Point localization data
-*-
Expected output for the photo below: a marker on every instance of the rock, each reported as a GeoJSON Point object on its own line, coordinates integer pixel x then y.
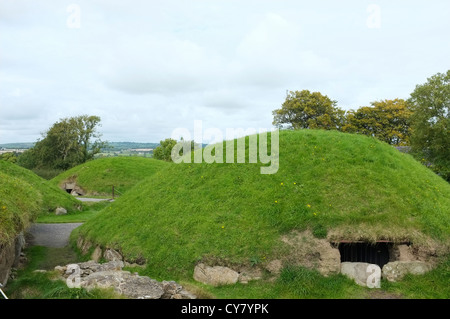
{"type": "Point", "coordinates": [10, 256]}
{"type": "Point", "coordinates": [274, 267]}
{"type": "Point", "coordinates": [61, 269]}
{"type": "Point", "coordinates": [60, 211]}
{"type": "Point", "coordinates": [249, 274]}
{"type": "Point", "coordinates": [311, 252]}
{"type": "Point", "coordinates": [364, 274]}
{"type": "Point", "coordinates": [96, 254]}
{"type": "Point", "coordinates": [216, 275]}
{"type": "Point", "coordinates": [396, 270]}
{"type": "Point", "coordinates": [112, 255]}
{"type": "Point", "coordinates": [85, 246]}
{"type": "Point", "coordinates": [110, 275]}
{"type": "Point", "coordinates": [172, 290]}
{"type": "Point", "coordinates": [39, 271]}
{"type": "Point", "coordinates": [405, 253]}
{"type": "Point", "coordinates": [19, 245]}
{"type": "Point", "coordinates": [123, 282]}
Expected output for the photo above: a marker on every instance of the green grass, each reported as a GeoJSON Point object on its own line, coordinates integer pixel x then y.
{"type": "Point", "coordinates": [31, 285]}
{"type": "Point", "coordinates": [434, 284]}
{"type": "Point", "coordinates": [23, 196]}
{"type": "Point", "coordinates": [19, 205]}
{"type": "Point", "coordinates": [90, 210]}
{"type": "Point", "coordinates": [97, 177]}
{"type": "Point", "coordinates": [341, 186]}
{"type": "Point", "coordinates": [51, 196]}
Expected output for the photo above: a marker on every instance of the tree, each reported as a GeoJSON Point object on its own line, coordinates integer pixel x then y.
{"type": "Point", "coordinates": [69, 142]}
{"type": "Point", "coordinates": [164, 150]}
{"type": "Point", "coordinates": [386, 120]}
{"type": "Point", "coordinates": [430, 122]}
{"type": "Point", "coordinates": [306, 110]}
{"type": "Point", "coordinates": [9, 157]}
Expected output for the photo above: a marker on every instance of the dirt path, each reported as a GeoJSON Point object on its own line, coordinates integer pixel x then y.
{"type": "Point", "coordinates": [50, 235]}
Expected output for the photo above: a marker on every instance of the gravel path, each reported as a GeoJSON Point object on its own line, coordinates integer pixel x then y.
{"type": "Point", "coordinates": [95, 200]}
{"type": "Point", "coordinates": [50, 235]}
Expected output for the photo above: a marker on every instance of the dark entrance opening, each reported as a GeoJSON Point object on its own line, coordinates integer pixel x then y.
{"type": "Point", "coordinates": [377, 253]}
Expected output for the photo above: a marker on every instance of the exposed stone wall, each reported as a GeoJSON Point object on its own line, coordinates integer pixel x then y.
{"type": "Point", "coordinates": [10, 256]}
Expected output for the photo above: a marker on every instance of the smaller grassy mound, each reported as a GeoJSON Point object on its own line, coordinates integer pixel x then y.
{"type": "Point", "coordinates": [98, 176]}
{"type": "Point", "coordinates": [339, 186]}
{"type": "Point", "coordinates": [19, 205]}
{"type": "Point", "coordinates": [52, 196]}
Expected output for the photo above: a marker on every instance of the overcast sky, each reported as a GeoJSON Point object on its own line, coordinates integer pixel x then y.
{"type": "Point", "coordinates": [148, 67]}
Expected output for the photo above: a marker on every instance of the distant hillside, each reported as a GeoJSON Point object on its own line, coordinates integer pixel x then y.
{"type": "Point", "coordinates": [118, 146]}
{"type": "Point", "coordinates": [96, 177]}
{"type": "Point", "coordinates": [340, 186]}
{"type": "Point", "coordinates": [17, 145]}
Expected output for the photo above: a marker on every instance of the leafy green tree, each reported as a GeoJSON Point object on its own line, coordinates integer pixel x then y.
{"type": "Point", "coordinates": [9, 157]}
{"type": "Point", "coordinates": [164, 150]}
{"type": "Point", "coordinates": [430, 123]}
{"type": "Point", "coordinates": [69, 142]}
{"type": "Point", "coordinates": [306, 110]}
{"type": "Point", "coordinates": [386, 120]}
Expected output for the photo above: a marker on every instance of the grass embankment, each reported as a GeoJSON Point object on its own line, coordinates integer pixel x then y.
{"type": "Point", "coordinates": [24, 196]}
{"type": "Point", "coordinates": [341, 186]}
{"type": "Point", "coordinates": [97, 177]}
{"type": "Point", "coordinates": [88, 212]}
{"type": "Point", "coordinates": [46, 285]}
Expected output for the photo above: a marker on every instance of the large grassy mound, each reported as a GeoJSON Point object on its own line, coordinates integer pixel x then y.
{"type": "Point", "coordinates": [24, 195]}
{"type": "Point", "coordinates": [98, 176]}
{"type": "Point", "coordinates": [340, 186]}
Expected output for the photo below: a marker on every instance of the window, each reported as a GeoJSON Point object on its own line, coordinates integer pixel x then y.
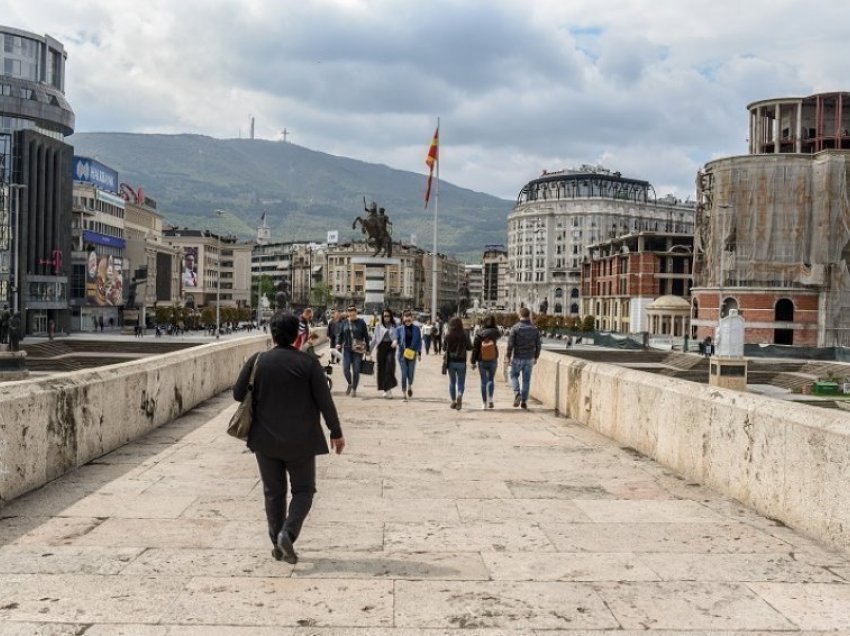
{"type": "Point", "coordinates": [12, 67]}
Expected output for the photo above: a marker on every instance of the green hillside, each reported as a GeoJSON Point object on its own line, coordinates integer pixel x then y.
{"type": "Point", "coordinates": [304, 193]}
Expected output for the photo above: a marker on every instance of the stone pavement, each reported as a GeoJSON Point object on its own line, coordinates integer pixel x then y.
{"type": "Point", "coordinates": [486, 523]}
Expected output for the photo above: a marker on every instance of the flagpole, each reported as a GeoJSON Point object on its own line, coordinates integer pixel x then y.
{"type": "Point", "coordinates": [434, 264]}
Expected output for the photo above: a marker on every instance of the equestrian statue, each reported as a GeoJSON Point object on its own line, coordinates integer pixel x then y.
{"type": "Point", "coordinates": [379, 228]}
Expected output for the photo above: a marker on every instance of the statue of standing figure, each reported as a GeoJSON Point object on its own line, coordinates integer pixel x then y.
{"type": "Point", "coordinates": [379, 228]}
{"type": "Point", "coordinates": [15, 332]}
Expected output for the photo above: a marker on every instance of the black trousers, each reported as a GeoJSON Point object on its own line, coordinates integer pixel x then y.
{"type": "Point", "coordinates": [302, 479]}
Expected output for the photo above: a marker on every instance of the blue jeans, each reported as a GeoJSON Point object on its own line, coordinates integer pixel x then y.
{"type": "Point", "coordinates": [408, 368]}
{"type": "Point", "coordinates": [487, 371]}
{"type": "Point", "coordinates": [522, 366]}
{"type": "Point", "coordinates": [457, 379]}
{"type": "Point", "coordinates": [351, 361]}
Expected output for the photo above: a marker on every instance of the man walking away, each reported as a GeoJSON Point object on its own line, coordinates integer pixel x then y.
{"type": "Point", "coordinates": [303, 328]}
{"type": "Point", "coordinates": [290, 394]}
{"type": "Point", "coordinates": [524, 347]}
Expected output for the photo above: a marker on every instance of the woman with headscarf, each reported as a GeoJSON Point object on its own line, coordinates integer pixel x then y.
{"type": "Point", "coordinates": [454, 359]}
{"type": "Point", "coordinates": [385, 342]}
{"type": "Point", "coordinates": [289, 392]}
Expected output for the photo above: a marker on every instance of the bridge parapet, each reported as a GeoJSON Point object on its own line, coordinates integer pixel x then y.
{"type": "Point", "coordinates": [787, 461]}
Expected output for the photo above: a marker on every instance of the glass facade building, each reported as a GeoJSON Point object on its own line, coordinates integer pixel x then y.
{"type": "Point", "coordinates": [35, 179]}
-*-
Task |
Once the pictures are dropped, repeat the data above exactly.

Response to this task |
Expected output for the photo below: a marker on every instance of the rock, each reported as a GeoJSON Point object on its own line, coordinates integer pixel x then y.
{"type": "Point", "coordinates": [10, 256]}
{"type": "Point", "coordinates": [274, 267]}
{"type": "Point", "coordinates": [61, 269]}
{"type": "Point", "coordinates": [60, 211]}
{"type": "Point", "coordinates": [249, 274]}
{"type": "Point", "coordinates": [311, 252]}
{"type": "Point", "coordinates": [364, 274]}
{"type": "Point", "coordinates": [96, 254]}
{"type": "Point", "coordinates": [216, 275]}
{"type": "Point", "coordinates": [396, 270]}
{"type": "Point", "coordinates": [112, 255]}
{"type": "Point", "coordinates": [85, 246]}
{"type": "Point", "coordinates": [110, 275]}
{"type": "Point", "coordinates": [172, 290]}
{"type": "Point", "coordinates": [39, 271]}
{"type": "Point", "coordinates": [405, 253]}
{"type": "Point", "coordinates": [19, 245]}
{"type": "Point", "coordinates": [123, 282]}
Expected output for the photo above: a marker on every instance of the green grass, each reported as a GeoJSON Point object on its own line, coordinates integer pixel x then y.
{"type": "Point", "coordinates": [31, 285]}
{"type": "Point", "coordinates": [434, 284]}
{"type": "Point", "coordinates": [23, 196]}
{"type": "Point", "coordinates": [19, 205]}
{"type": "Point", "coordinates": [90, 210]}
{"type": "Point", "coordinates": [97, 177]}
{"type": "Point", "coordinates": [341, 186]}
{"type": "Point", "coordinates": [51, 196]}
Expected output for the photo above: a marker on every instance of the tree, each reported as a GeoJSON Point object on its own line, coordinates integer pixel x then y.
{"type": "Point", "coordinates": [69, 142]}
{"type": "Point", "coordinates": [164, 150]}
{"type": "Point", "coordinates": [386, 120]}
{"type": "Point", "coordinates": [430, 122]}
{"type": "Point", "coordinates": [306, 110]}
{"type": "Point", "coordinates": [9, 157]}
Expected output for the photo above: a marker on every instance of the dirt path, each reported as a GeoJSON Point object on its own line, coordinates integer pixel x then y.
{"type": "Point", "coordinates": [50, 235]}
Expected output for the photo above: a marker on every instance of the gravel path, each reported as a GeoJSON Point object on its own line, coordinates integer pixel x then y.
{"type": "Point", "coordinates": [95, 200]}
{"type": "Point", "coordinates": [50, 235]}
Expected output for the photo above: a marker on every instance of the dark entrance opening, each reported as a GeoJSON Point object on its own line, coordinates integer pixel x then y.
{"type": "Point", "coordinates": [377, 253]}
Expected output for the photo above: a marker on every instance of the exposed stone wall, each reported as a GeoJSON Point object on its own line, coordinates integer pixel x then y.
{"type": "Point", "coordinates": [10, 256]}
Expected output for the photo above: a marker on every instance of the smaller grassy mound, each reported as a GeoJSON Point object on its own line, coordinates integer pixel x then y.
{"type": "Point", "coordinates": [98, 176]}
{"type": "Point", "coordinates": [339, 186]}
{"type": "Point", "coordinates": [19, 205]}
{"type": "Point", "coordinates": [52, 196]}
Expected output for the photo above: a marker on every instance of the overcast sky, each reported as a GeoJSON Point object on its own line, coordinates integer pixel x then y.
{"type": "Point", "coordinates": [148, 67]}
Expected output for the photo above: a marker on every instance of the distant hillside, each reported as a GeoJSON Point object on its own line, coordinates integer pixel x then y.
{"type": "Point", "coordinates": [118, 146]}
{"type": "Point", "coordinates": [96, 177]}
{"type": "Point", "coordinates": [340, 186]}
{"type": "Point", "coordinates": [17, 145]}
Expected output for the photo above: a marker on every instance of the leafy green tree, each reported as a GeoJSON Point object on its own line, coordinates integer pixel x then y.
{"type": "Point", "coordinates": [9, 157]}
{"type": "Point", "coordinates": [164, 150]}
{"type": "Point", "coordinates": [430, 123]}
{"type": "Point", "coordinates": [69, 142]}
{"type": "Point", "coordinates": [306, 110]}
{"type": "Point", "coordinates": [386, 120]}
Expected output for the photo above: a marker on every instance of the grass embankment, each reported as a GeoJSON Point object on its own line, coordinates integer pixel x then y.
{"type": "Point", "coordinates": [24, 196]}
{"type": "Point", "coordinates": [341, 186]}
{"type": "Point", "coordinates": [97, 177]}
{"type": "Point", "coordinates": [88, 212]}
{"type": "Point", "coordinates": [46, 285]}
Expected output for the photo above: a marker on every instance of the large grassy mound, each reported as a GeoJSON Point object on its own line, coordinates integer pixel x then y.
{"type": "Point", "coordinates": [24, 195]}
{"type": "Point", "coordinates": [98, 176]}
{"type": "Point", "coordinates": [340, 186]}
Expected output for the photo below: a marker on every instance of the window, each reported as a GeoJSON Point object on its own line, coordinates integer pixel x then y.
{"type": "Point", "coordinates": [12, 67]}
Expected output for the photo above: a marker on every instance of the green hillside, each reported as a GeoJSON Point object on its own line, coordinates integer pixel x then y.
{"type": "Point", "coordinates": [304, 193]}
Expected output for the photo above: a marker on every instance of the stone pavement, each reported as a GeoJSON Point object on its own line, coordinates integer pixel x then y.
{"type": "Point", "coordinates": [486, 523]}
Expected output for the photo above: a marker on every instance of the flagpole, each reported as a GeoJSON Point object on its own line, coordinates integer pixel x then y.
{"type": "Point", "coordinates": [434, 264]}
Expected output for the photo above: a marker on every instance of the equestrian statue, each reported as a GeoJSON Point object on its own line, coordinates integer pixel x then y.
{"type": "Point", "coordinates": [379, 228]}
Expected output for the photo above: a marker on every instance of the statue of standing figure, each reported as a GeoJSON Point object on its own line, coordinates integer pixel x then y.
{"type": "Point", "coordinates": [379, 228]}
{"type": "Point", "coordinates": [15, 332]}
Expected output for the photo above: a marker on every instance of the black trousers, each reported as a GeoJSON Point object on its own line, coordinates integer pixel x then y.
{"type": "Point", "coordinates": [302, 479]}
Expected output for the photo above: a marker on every instance of the blue jeans, each reported as a GeoJSON Point object on its own line, coordinates integer pixel x then y.
{"type": "Point", "coordinates": [408, 368]}
{"type": "Point", "coordinates": [487, 371]}
{"type": "Point", "coordinates": [522, 366]}
{"type": "Point", "coordinates": [457, 379]}
{"type": "Point", "coordinates": [351, 361]}
Expected output for the photo above: a marker on every instance of the man walking away, each reported as a GeoJSON Point object on its own line, coordinates integer pixel x then y.
{"type": "Point", "coordinates": [303, 328]}
{"type": "Point", "coordinates": [290, 394]}
{"type": "Point", "coordinates": [524, 347]}
Expected output for the photo above: a marker on every instance of the woman with headscarf, each reported as a GeoJSON Point object on its own line, coordinates integer pixel x then y.
{"type": "Point", "coordinates": [454, 359]}
{"type": "Point", "coordinates": [385, 342]}
{"type": "Point", "coordinates": [289, 392]}
Expected output for the photo above: a marker on every instance of the bridge parapet, each reported as a GeoJSON Point object on its own line, coordinates integer pixel x then y.
{"type": "Point", "coordinates": [787, 461]}
Expected output for the photo above: a marker on every instance of the glass facade building, each reported as a GeoJSON Point object on its own line, coordinates integer pixel x then y.
{"type": "Point", "coordinates": [35, 179]}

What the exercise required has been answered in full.